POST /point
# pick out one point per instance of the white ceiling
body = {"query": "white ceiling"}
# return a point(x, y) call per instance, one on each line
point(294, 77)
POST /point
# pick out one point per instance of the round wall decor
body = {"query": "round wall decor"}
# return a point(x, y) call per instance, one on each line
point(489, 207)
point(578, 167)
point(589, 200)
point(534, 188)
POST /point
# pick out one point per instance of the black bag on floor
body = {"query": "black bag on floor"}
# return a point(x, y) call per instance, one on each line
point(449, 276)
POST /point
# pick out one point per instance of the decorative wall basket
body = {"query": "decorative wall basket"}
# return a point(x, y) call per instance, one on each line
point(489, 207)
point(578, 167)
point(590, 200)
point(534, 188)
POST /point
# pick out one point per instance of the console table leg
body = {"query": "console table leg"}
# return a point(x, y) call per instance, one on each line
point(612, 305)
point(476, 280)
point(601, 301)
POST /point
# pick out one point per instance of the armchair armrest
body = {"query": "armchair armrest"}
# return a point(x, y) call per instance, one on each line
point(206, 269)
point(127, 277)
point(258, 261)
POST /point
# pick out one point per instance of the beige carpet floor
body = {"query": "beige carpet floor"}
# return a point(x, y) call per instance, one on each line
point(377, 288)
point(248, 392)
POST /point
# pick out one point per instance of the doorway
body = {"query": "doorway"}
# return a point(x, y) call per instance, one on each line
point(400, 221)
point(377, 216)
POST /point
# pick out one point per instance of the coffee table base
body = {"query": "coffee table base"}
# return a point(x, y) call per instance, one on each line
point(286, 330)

- _YOUR TASK_: Reproduce all of the material above word for word, keeping every line in its original order.

- _RESULT BELOW_:
POST /point
# pick out one point per instance of the white ceiling
body = {"query": "white ceiling"}
# return a point(x, y) call per instance, one on each line
point(294, 77)
POST /point
# pick out one point per instance of the round wall decor
body = {"query": "round wall decor"}
# return a point(x, y) call per instance, one on each line
point(489, 207)
point(578, 167)
point(589, 200)
point(534, 188)
POST /point
# pick out one point per instance of the black bag on floor
body = {"query": "black bag on floor"}
# return a point(x, y) call per instance, one on each line
point(449, 276)
POST /point
# pick out one point per instance of the decorative wall basket
body = {"query": "decorative wall basket"}
# return a point(x, y) call per instance, one on each line
point(489, 207)
point(578, 167)
point(590, 200)
point(534, 188)
POST /point
# pick out one point per instance of the console table leg
body = {"query": "console table leg"}
# return a point(x, y) call per instance, one on each line
point(612, 305)
point(476, 280)
point(601, 301)
POST /point
# pick out one point per instance of the armchair armrest
body = {"query": "armchair armrest"}
# return a point(x, y) call per instance, one on each line
point(206, 269)
point(127, 277)
point(258, 261)
POST /point
# pick out one point per instance of the beige carpet floor
body = {"query": "beige carpet floor"}
# return a point(x, y) call per instance, one on each line
point(377, 288)
point(248, 392)
POST /point
# pick out one point per instance of the doorway
body = {"query": "doorway"}
# return a point(x, y) call per instance, one on each line
point(400, 221)
point(377, 216)
POST /point
# pick out one point per instance of the coffee table base
body = {"query": "coffee table base"}
# return a point(x, y) call per instance, one on each line
point(286, 330)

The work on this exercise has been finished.